Nimm den Text über die geschlossene Grabeskirche in Jerusalem wieder auf und schreibe ihn im Anschluss an seinen letzten Satz weiter.

__Vorliegender Text__.
====================
Streit in Jerusalem: Warum die Grabeskirche vorerst geschlossen bleibt
Frustrierte Touristen, ratlose Pilger: Die Kirchen schließen die berühmte Grabeskirche in Jerusalems Altstadt – ein Protest gegen Israels Steuerforderungen.
Die Grabeskirche ist zu. Das hatte Yvonne Betz bereits Sonntagabend erfahren. Gekommen ist sie trotzdem. Auf dem Vorplatz des Gotteshauses in der Jerusalemer Altstadt fotografiert sie mit ihrem Handy das Gebäude und das meterhohe verschlossene Holztor.
„Es ist enttäuschend. Das sollte eigentlich der Höhepunkt unserer Reise sein“, sagt die Saarländerin, die zum ersten Mal Israel besucht, mit einer christlichen Gruppe aus Deutschland. „Vielleicht kommen wir irgendwann noch mal.“
So wie Yvonne Betz geht es vielen Besuchern, die verwundert und frustriert vor der Grabeskirche stehen. Die griechisch-orthodoxe und die armenische Kirche zusammen mit den Franziskanern hatten das Tor am Sonntag aus Protest gegen den Staat und die Stadt Jerusalem bis auf Weiteres schließen lassen. In einer gemeinsamen Stellungnahme kritisierten sie die „systematische, beleidigende Kampagne“ gegen die Kirchen und Christen des Landes.
So versuchen die Besucher an diesem Vormittag, wenigstens einen Blick durch das Fenster in die Kirche zu erhaschen, das über steile Treppenstufen erreichbar ist. Pilgergruppen, die ansonsten an den verschiedenen Stationen in der Kirche beten – dort, wo Jesus gekreuzigt, einbalsamiert und begraben worden sein soll –, tun dies nun draußen.
Spanisch, Englisch, Chinesisch, Deutsch, das Sprachengewirr ist groß auf dem Vorplatz, Touristenführer schwenken kleine Fähnchen, damit die Gruppen nicht verloren gehen. Sie erzählen heute nicht nur Historisches, sondern auch ganz Aktuelles.
====================
__Vorliegende Datensätze__.

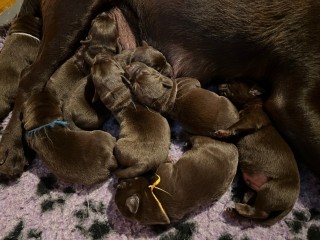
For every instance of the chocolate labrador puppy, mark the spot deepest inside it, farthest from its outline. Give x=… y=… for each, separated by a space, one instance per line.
x=147 y=55
x=176 y=97
x=71 y=81
x=62 y=32
x=271 y=42
x=20 y=50
x=266 y=161
x=84 y=157
x=199 y=177
x=144 y=137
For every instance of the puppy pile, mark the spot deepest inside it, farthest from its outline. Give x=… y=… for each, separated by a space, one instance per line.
x=136 y=86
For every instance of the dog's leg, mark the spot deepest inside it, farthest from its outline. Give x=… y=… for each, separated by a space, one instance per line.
x=18 y=52
x=294 y=105
x=62 y=32
x=250 y=212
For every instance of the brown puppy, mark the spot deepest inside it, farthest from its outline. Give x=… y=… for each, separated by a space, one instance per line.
x=204 y=116
x=144 y=138
x=84 y=157
x=148 y=55
x=64 y=24
x=80 y=111
x=271 y=41
x=200 y=177
x=71 y=83
x=20 y=50
x=266 y=161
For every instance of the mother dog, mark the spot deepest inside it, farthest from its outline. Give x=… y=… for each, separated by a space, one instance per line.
x=274 y=42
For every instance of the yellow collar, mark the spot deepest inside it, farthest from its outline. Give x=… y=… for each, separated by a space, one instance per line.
x=154 y=186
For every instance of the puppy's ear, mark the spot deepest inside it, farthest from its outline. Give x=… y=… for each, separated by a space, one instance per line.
x=119 y=46
x=132 y=203
x=95 y=97
x=167 y=82
x=256 y=91
x=145 y=44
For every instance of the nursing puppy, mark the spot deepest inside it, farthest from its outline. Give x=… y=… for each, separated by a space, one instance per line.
x=144 y=137
x=64 y=25
x=20 y=50
x=84 y=157
x=200 y=112
x=147 y=55
x=80 y=111
x=71 y=81
x=199 y=177
x=266 y=161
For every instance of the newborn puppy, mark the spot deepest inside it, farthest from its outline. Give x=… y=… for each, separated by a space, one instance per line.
x=200 y=111
x=147 y=55
x=19 y=51
x=73 y=156
x=266 y=161
x=144 y=137
x=78 y=109
x=202 y=175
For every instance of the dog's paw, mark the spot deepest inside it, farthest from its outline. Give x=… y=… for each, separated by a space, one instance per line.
x=12 y=160
x=222 y=134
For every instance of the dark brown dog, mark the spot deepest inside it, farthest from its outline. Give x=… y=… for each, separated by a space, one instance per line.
x=266 y=161
x=200 y=177
x=84 y=157
x=274 y=42
x=144 y=137
x=20 y=50
x=147 y=55
x=204 y=116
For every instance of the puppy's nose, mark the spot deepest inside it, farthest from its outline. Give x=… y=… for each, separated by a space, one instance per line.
x=223 y=87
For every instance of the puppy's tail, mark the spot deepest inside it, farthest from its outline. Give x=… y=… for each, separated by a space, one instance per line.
x=276 y=217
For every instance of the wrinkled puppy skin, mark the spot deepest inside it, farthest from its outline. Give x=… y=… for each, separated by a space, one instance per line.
x=201 y=176
x=144 y=137
x=266 y=161
x=19 y=51
x=71 y=81
x=200 y=111
x=74 y=156
x=147 y=55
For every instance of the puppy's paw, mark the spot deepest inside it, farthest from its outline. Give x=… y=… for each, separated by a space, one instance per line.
x=132 y=172
x=222 y=134
x=12 y=160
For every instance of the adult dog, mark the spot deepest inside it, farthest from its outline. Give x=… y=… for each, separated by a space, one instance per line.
x=274 y=42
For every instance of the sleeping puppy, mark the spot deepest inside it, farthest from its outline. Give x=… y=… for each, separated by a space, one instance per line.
x=84 y=157
x=266 y=161
x=71 y=81
x=144 y=137
x=200 y=111
x=20 y=50
x=147 y=55
x=80 y=111
x=199 y=177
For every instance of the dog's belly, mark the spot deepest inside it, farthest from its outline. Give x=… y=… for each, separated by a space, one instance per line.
x=207 y=38
x=255 y=181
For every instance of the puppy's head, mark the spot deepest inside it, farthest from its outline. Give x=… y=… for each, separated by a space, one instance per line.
x=240 y=92
x=135 y=200
x=153 y=58
x=149 y=86
x=41 y=108
x=103 y=37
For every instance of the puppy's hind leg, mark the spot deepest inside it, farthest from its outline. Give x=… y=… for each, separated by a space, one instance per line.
x=294 y=107
x=250 y=212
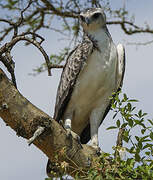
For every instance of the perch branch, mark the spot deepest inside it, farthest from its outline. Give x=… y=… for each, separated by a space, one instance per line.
x=22 y=116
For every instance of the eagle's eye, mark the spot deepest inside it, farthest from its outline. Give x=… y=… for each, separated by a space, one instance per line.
x=82 y=18
x=96 y=15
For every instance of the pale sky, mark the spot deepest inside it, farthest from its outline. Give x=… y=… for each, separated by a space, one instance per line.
x=18 y=160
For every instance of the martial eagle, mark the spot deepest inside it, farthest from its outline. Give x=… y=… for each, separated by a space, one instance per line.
x=93 y=71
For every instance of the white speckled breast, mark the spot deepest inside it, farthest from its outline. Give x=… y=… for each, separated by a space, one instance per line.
x=94 y=85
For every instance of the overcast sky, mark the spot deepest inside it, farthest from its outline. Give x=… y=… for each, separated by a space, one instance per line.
x=18 y=161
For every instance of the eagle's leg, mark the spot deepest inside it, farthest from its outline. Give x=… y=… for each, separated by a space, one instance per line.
x=95 y=120
x=67 y=126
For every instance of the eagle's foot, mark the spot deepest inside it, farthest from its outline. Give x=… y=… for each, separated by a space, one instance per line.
x=94 y=144
x=69 y=132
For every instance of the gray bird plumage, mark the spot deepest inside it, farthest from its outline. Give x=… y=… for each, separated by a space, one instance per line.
x=93 y=71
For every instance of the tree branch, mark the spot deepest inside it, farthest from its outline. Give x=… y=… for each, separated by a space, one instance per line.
x=25 y=119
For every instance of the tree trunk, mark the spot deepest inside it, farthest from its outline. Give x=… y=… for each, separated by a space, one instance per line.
x=26 y=119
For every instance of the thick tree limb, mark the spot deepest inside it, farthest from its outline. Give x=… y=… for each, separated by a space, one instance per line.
x=25 y=119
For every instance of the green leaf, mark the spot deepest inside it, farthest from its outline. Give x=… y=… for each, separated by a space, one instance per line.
x=118 y=123
x=140 y=113
x=151 y=135
x=143 y=131
x=126 y=138
x=133 y=100
x=151 y=122
x=147 y=153
x=124 y=125
x=137 y=157
x=130 y=122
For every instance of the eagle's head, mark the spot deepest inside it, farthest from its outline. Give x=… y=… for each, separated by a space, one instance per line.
x=92 y=19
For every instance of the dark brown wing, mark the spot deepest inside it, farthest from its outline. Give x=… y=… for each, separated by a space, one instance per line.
x=73 y=66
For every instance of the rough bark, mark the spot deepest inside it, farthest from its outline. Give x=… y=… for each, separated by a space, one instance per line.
x=25 y=119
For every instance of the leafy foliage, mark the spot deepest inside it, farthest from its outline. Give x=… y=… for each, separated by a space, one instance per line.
x=134 y=160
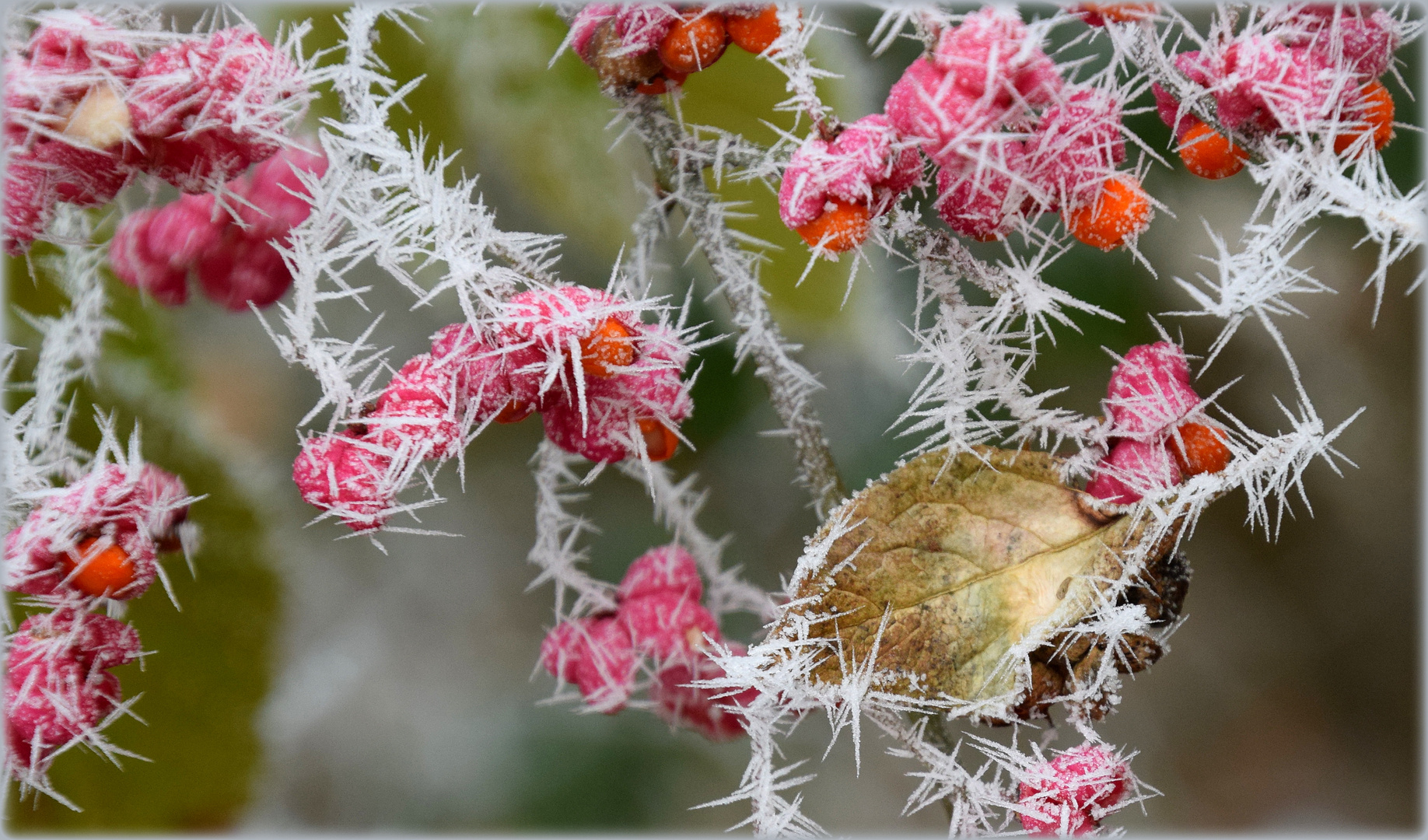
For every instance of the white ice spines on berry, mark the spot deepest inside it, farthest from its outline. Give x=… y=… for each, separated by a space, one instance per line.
x=383 y=201
x=977 y=359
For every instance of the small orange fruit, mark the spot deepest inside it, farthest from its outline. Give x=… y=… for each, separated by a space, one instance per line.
x=754 y=33
x=606 y=349
x=1120 y=210
x=1200 y=449
x=100 y=573
x=1211 y=155
x=1375 y=114
x=840 y=229
x=514 y=411
x=696 y=42
x=1118 y=12
x=660 y=440
x=666 y=82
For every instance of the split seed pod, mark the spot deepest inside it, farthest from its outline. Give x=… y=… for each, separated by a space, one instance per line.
x=968 y=560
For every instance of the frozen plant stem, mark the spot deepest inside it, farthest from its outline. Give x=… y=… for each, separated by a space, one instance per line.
x=790 y=383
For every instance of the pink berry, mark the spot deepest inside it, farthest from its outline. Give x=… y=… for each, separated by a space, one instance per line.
x=240 y=271
x=208 y=107
x=982 y=198
x=1132 y=471
x=93 y=640
x=72 y=44
x=584 y=25
x=862 y=166
x=184 y=230
x=667 y=569
x=136 y=264
x=926 y=105
x=1150 y=392
x=51 y=702
x=643 y=26
x=273 y=196
x=109 y=503
x=610 y=429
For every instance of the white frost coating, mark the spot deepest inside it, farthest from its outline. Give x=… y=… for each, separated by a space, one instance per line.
x=975 y=362
x=380 y=201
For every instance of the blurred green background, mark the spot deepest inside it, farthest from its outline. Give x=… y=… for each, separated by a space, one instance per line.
x=314 y=683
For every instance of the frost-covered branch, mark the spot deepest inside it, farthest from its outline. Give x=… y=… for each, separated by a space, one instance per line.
x=736 y=271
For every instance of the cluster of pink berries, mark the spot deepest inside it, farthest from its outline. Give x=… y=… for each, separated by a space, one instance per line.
x=1069 y=795
x=971 y=107
x=235 y=257
x=833 y=187
x=660 y=621
x=606 y=385
x=656 y=46
x=85 y=112
x=1314 y=68
x=1153 y=446
x=96 y=539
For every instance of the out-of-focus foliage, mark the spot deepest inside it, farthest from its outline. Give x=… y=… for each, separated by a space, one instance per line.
x=212 y=669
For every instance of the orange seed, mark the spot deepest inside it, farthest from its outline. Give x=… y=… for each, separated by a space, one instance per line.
x=1122 y=210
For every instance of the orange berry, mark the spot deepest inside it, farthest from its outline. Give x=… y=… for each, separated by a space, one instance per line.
x=754 y=33
x=1118 y=212
x=1377 y=114
x=1211 y=155
x=1120 y=12
x=514 y=411
x=660 y=440
x=696 y=42
x=666 y=82
x=606 y=349
x=100 y=573
x=842 y=229
x=1200 y=449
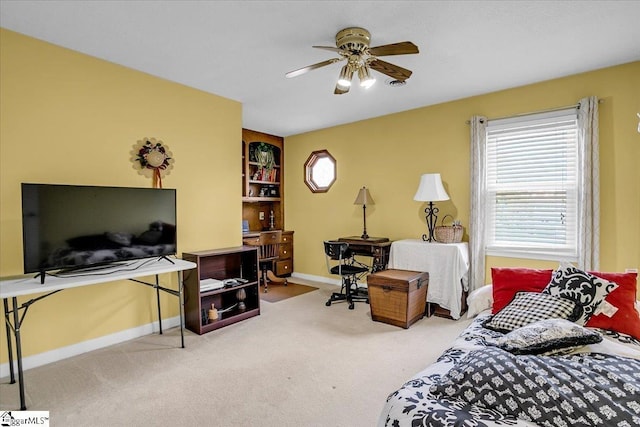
====================
__Ergebnis__.
„Unser Tourguide meinte, es gehe darum, dass die Kirchen plötzlich Steuern zahlen sollen, und zwar ziemlich viel“, sagt die Amerikanerin Alice Primm, die deshalb etwas Verständnis für den drastischen Schritt hat. Trotzdem sei sie „heartbroken“, schließlich wäre für sie als Baptistin der Besuch der heiligen Stätte der wichtigste Teil ihrer Pilgerreise durch das Heilige Land gewesen. „Wir sind nun die Via Dolorosa entlanggelaufen und haben gebetet, dass Gott den Streit regelt“, sagt sie. Doch ganz so einfach, wie der Leiter der Gruppe die Auseinandersetzung darstellt, ist sie nicht.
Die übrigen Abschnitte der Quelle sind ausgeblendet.